-- START --
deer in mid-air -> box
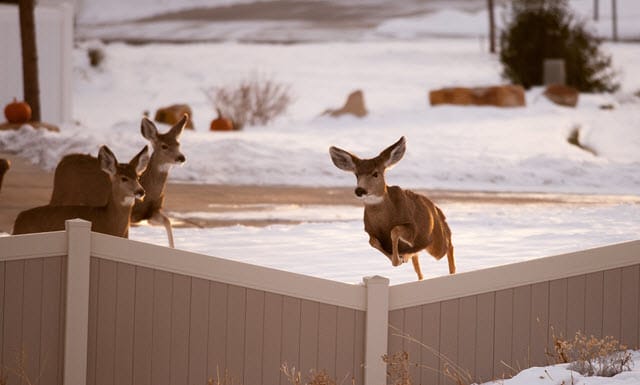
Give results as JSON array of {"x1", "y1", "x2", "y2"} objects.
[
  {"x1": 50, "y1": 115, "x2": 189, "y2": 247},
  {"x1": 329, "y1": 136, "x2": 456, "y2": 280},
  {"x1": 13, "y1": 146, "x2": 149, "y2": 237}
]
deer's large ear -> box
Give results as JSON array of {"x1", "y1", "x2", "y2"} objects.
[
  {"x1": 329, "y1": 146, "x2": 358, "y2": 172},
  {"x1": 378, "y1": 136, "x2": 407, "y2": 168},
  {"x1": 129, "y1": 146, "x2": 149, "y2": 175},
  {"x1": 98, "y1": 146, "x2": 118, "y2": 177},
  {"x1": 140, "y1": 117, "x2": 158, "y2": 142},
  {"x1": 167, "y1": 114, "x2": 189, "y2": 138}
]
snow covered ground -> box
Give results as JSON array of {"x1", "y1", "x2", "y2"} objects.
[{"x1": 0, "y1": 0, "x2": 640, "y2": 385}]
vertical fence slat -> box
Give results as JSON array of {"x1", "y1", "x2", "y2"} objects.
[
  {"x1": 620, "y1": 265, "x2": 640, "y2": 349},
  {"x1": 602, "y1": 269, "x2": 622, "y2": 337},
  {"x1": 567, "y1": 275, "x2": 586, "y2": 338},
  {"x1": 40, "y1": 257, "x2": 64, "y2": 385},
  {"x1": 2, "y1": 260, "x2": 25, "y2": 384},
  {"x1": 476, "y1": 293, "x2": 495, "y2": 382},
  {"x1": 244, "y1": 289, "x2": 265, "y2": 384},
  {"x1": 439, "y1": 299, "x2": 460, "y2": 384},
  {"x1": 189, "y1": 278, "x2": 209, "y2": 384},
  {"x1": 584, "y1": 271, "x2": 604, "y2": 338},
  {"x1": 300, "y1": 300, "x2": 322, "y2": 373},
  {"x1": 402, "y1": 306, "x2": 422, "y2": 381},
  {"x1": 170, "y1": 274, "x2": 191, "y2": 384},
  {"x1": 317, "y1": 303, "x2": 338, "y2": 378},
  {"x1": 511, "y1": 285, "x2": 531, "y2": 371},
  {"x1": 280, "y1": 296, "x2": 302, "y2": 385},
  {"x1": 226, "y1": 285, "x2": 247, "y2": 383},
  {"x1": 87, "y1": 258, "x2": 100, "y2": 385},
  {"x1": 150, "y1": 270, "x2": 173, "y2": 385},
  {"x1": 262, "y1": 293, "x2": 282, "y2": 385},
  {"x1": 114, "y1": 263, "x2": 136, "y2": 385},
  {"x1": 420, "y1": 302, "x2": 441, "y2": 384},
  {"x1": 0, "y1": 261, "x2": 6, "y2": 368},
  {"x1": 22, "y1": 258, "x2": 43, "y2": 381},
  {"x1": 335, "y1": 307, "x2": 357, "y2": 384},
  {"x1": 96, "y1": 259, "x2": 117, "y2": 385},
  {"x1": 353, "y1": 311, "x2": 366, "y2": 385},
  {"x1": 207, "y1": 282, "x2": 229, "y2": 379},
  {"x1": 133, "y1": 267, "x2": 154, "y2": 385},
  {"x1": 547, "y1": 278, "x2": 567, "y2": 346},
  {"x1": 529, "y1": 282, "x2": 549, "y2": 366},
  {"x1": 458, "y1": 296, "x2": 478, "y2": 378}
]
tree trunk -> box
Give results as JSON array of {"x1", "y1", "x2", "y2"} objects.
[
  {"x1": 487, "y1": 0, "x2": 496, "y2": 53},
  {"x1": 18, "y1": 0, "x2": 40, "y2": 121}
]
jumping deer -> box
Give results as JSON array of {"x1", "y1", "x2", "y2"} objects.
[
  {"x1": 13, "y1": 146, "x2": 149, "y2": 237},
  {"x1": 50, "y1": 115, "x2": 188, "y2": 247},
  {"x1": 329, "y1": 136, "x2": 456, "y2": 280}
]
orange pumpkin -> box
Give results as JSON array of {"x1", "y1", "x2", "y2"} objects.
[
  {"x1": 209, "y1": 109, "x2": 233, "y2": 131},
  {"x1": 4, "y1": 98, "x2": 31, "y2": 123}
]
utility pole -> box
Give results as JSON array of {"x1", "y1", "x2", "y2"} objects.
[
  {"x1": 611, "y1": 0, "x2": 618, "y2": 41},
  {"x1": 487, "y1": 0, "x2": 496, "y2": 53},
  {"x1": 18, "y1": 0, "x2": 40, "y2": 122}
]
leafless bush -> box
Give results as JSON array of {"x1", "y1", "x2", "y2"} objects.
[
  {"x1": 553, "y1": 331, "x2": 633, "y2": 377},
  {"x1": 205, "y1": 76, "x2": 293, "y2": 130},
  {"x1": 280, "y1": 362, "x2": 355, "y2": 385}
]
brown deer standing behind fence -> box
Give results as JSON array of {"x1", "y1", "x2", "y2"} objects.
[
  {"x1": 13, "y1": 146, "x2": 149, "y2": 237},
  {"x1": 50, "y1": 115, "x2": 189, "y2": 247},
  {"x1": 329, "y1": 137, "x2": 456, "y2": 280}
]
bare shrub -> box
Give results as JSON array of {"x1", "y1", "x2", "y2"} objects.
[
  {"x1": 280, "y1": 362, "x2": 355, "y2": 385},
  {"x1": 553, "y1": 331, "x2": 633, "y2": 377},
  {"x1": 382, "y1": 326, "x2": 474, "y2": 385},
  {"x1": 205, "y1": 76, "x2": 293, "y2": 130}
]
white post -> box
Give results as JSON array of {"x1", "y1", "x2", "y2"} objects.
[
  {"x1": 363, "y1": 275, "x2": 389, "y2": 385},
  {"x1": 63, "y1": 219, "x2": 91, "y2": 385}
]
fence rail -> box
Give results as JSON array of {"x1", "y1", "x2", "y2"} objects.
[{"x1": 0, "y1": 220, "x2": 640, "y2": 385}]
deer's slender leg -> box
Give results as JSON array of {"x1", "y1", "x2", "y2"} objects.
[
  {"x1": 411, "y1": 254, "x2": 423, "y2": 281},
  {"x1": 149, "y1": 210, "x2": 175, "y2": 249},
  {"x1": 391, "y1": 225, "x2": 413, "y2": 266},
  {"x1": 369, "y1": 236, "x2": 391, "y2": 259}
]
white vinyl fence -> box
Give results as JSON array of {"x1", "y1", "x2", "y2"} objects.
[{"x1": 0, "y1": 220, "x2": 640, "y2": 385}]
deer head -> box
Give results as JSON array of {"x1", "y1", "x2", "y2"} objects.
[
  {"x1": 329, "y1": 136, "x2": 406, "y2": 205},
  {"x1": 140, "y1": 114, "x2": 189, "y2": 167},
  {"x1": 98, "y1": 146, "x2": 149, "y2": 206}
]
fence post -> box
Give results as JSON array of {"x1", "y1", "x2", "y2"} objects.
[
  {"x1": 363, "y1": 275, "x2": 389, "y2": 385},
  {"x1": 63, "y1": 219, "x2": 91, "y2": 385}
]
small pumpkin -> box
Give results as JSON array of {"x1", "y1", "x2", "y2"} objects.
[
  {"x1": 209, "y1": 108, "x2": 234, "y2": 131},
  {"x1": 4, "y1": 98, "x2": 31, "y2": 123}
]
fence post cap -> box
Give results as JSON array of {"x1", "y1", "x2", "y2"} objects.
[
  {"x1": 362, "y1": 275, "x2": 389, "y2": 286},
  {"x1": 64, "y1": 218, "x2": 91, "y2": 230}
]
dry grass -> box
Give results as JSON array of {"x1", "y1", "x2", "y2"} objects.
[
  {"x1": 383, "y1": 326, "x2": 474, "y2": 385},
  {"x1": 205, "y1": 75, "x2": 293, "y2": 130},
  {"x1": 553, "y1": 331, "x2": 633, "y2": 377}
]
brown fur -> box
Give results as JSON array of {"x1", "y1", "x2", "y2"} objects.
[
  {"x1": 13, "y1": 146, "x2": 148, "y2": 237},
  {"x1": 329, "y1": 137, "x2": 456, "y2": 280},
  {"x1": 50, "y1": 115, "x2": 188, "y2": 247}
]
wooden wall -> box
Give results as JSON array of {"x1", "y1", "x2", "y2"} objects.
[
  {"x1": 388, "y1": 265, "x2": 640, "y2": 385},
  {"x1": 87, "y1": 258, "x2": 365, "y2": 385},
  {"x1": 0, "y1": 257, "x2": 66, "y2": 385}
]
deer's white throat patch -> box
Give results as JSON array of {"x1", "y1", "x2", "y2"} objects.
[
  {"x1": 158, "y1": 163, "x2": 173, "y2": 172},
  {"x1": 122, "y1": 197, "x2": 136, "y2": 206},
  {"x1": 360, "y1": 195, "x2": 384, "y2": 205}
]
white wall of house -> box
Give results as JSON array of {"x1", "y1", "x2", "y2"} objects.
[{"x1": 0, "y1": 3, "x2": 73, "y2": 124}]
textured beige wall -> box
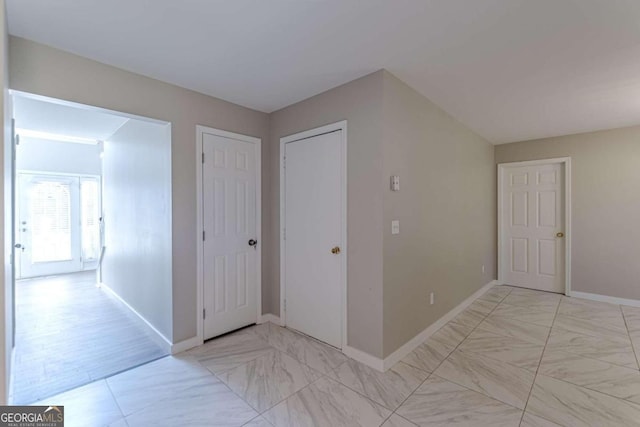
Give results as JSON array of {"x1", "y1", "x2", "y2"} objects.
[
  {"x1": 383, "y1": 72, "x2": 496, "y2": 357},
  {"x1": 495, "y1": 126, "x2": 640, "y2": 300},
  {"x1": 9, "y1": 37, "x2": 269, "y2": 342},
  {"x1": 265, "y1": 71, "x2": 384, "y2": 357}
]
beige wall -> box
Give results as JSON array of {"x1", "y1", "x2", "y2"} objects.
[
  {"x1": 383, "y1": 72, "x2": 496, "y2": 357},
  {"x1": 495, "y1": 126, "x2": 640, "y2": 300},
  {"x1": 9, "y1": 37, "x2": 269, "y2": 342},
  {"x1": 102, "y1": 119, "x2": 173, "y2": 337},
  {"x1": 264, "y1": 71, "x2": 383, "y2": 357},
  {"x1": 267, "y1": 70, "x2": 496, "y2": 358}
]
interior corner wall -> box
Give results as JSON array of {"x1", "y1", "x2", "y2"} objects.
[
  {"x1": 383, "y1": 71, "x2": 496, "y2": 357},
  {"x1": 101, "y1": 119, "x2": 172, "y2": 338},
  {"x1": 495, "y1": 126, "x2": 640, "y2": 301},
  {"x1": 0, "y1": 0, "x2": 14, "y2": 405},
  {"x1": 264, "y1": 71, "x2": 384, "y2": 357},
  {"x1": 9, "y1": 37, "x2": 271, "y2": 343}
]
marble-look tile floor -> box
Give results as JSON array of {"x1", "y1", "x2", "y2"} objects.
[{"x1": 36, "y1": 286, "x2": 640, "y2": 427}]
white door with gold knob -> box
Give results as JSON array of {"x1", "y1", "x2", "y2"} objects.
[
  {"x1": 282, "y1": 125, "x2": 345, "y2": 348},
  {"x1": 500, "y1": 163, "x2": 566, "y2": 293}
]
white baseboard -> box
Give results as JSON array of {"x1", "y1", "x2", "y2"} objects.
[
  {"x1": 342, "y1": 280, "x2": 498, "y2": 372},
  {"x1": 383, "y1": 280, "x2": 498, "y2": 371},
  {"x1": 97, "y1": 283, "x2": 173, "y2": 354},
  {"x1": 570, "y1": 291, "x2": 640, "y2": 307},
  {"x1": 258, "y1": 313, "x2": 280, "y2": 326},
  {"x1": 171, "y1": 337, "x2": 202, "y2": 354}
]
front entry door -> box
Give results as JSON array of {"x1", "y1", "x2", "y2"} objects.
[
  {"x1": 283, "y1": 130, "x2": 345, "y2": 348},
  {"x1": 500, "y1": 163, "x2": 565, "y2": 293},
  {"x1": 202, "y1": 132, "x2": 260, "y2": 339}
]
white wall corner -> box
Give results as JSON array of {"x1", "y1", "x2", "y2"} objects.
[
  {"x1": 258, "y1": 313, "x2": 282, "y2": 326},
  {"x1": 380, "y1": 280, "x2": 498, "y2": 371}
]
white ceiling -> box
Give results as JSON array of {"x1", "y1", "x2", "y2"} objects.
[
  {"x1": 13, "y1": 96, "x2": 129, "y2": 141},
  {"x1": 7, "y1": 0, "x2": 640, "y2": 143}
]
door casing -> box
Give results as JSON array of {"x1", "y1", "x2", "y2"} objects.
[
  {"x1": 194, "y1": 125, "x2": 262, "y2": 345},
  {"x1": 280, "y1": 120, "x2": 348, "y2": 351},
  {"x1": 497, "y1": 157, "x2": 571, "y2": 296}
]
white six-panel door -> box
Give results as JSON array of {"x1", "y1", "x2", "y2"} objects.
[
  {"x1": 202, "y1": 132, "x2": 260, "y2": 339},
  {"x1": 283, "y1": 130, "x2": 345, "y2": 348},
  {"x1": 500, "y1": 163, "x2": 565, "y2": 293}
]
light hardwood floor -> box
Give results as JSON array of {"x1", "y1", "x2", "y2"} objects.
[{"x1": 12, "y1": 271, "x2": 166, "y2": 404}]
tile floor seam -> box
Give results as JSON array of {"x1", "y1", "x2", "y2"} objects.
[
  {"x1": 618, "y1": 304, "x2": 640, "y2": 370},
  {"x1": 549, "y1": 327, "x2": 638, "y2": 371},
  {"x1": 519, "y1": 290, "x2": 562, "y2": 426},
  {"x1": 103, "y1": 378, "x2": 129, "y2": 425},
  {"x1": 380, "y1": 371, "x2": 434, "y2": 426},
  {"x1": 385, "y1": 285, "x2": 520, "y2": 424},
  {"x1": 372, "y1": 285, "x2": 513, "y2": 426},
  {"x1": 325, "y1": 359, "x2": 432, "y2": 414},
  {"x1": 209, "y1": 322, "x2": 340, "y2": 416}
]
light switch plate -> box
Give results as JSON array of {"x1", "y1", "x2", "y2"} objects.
-- END --
| Your task |
Count the lines in the data above that contain the string "fence", treating case as significant, and give only the number.

| Result of this exercise |
6